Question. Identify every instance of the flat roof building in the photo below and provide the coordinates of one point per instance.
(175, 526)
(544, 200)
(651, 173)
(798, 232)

# YOUR OBJECTIVE
Can you give every line of the records above as a JSON list of strings, one string per line and no blank lines?

# TASK RESULT
[
  "Question. Identify every instance of the flat roof building in the photo below and provide the coordinates of one point per instance.",
  "(175, 526)",
  "(544, 200)",
  "(651, 173)",
  "(798, 232)"
]